> _Problem_: Reproduce every line of the listing below verbatim, with no character added, removed, or changed.

> _Given records_:
— start —
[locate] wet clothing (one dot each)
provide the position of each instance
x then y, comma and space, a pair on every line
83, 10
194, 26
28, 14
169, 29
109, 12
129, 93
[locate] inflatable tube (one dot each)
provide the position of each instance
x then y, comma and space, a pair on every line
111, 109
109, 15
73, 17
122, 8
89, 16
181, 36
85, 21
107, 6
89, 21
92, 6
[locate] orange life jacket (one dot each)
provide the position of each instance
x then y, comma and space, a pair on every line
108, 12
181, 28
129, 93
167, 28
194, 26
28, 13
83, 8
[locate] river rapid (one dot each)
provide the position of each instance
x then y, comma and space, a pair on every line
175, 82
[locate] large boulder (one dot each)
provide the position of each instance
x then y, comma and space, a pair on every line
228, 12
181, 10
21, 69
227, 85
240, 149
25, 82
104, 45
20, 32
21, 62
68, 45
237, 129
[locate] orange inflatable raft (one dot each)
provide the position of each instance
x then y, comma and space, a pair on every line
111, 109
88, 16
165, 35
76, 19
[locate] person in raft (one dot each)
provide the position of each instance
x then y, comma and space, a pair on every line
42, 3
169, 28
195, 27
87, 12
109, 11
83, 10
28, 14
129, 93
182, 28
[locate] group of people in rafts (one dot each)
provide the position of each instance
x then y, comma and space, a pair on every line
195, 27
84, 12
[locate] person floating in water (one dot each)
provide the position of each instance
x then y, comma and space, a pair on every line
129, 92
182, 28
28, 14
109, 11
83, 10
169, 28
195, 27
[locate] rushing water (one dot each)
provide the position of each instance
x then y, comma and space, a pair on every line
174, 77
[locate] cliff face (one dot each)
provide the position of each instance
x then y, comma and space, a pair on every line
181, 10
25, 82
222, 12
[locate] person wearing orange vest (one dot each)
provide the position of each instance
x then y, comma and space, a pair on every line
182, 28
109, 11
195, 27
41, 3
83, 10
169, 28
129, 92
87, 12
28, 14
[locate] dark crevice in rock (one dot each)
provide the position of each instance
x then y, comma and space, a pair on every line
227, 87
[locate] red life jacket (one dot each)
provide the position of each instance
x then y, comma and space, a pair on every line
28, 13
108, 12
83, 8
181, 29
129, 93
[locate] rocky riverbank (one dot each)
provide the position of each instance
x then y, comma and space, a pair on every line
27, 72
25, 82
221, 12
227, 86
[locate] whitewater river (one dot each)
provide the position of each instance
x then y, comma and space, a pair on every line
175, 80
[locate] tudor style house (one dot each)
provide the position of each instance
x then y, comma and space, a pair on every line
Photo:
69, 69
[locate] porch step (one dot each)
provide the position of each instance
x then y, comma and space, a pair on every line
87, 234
— end —
> _Written response_:
[locate] wet clothing (one dot each)
provide the position of each instance
x then y, comma and space, a pair on every line
83, 10
194, 26
28, 14
169, 29
109, 12
129, 93
[locate] inflatable tube (one dot each)
provide the position of each instance
x then y, comma and space, a pair on every line
111, 109
109, 15
73, 17
122, 8
89, 16
181, 36
85, 21
107, 6
89, 21
92, 6
[locate] orange life jacket (one dot each)
provide the position of each instance
x then y, comma and space, a pair on every line
108, 12
181, 28
129, 93
167, 28
194, 26
28, 13
83, 8
[locate] river rapid (one dot each)
provide the position of each instance
x then y, comma and space, a pair on every line
175, 82
[locate] large boulder (one dot each)
provide the position of each instance
x then y, comma and space, a pair on every line
228, 12
181, 10
21, 69
227, 85
240, 149
25, 82
104, 45
20, 32
21, 62
68, 45
237, 129
[locate] orange inflatable raft (one dot each)
provide the position of each instance
x then y, comma and space, a pair on every line
111, 109
88, 16
165, 35
76, 19
[locate] person in raft (one dot each)
provide the position of each instance
x then y, comma and space, a pair on every line
42, 3
169, 28
195, 27
87, 12
109, 11
83, 10
28, 14
129, 93
182, 28
[locate] group of people in rafts (one dot each)
provide the position of each instance
x then y, comma and space, a pair on every line
195, 27
84, 12
[locate] person floating in water (one dot each)
provide the position of each instance
x then y, comma and space, a pair on every line
129, 92
182, 28
28, 14
109, 11
83, 10
169, 28
195, 27
[locate] rushing water (one dot each)
provide the position of each instance
x then y, comma and space, a pair on every line
174, 77
[locate] cliff face (one dot each)
provide the position of each instance
x then y, comma and space, a pair on every line
181, 10
25, 82
222, 12
[locate] person wearing orange vest (one dot each)
provide the position of each instance
x then y, comma and space, a pair on every line
182, 28
109, 11
195, 27
41, 3
83, 10
169, 28
129, 92
87, 12
28, 14
[locate] dark crevice in rock (one dot each)
provide the position of each instance
x then y, comma and space, a pair on every line
227, 87
[locate] red life jacket (one dot each)
provide the position of each instance
x then y, comma and space, a pair on every line
28, 13
108, 12
83, 8
181, 29
129, 93
[locate] rocky riverbank (one dot each)
provide the position of each instance
x then y, comma and space, a pair on every line
27, 72
25, 82
221, 12
227, 86
[locate] whitewater river (one dot each)
provide the position of each instance
x then y, comma and space, a pair on every line
175, 80
[locate] tudor style house (one dot each)
provide the position of each instance
x then y, comma and space, a pair on every line
Photo:
69, 69
[locate] porch step (one dot each)
provide the position of each instance
x then y, comma and space, a pair on every line
87, 234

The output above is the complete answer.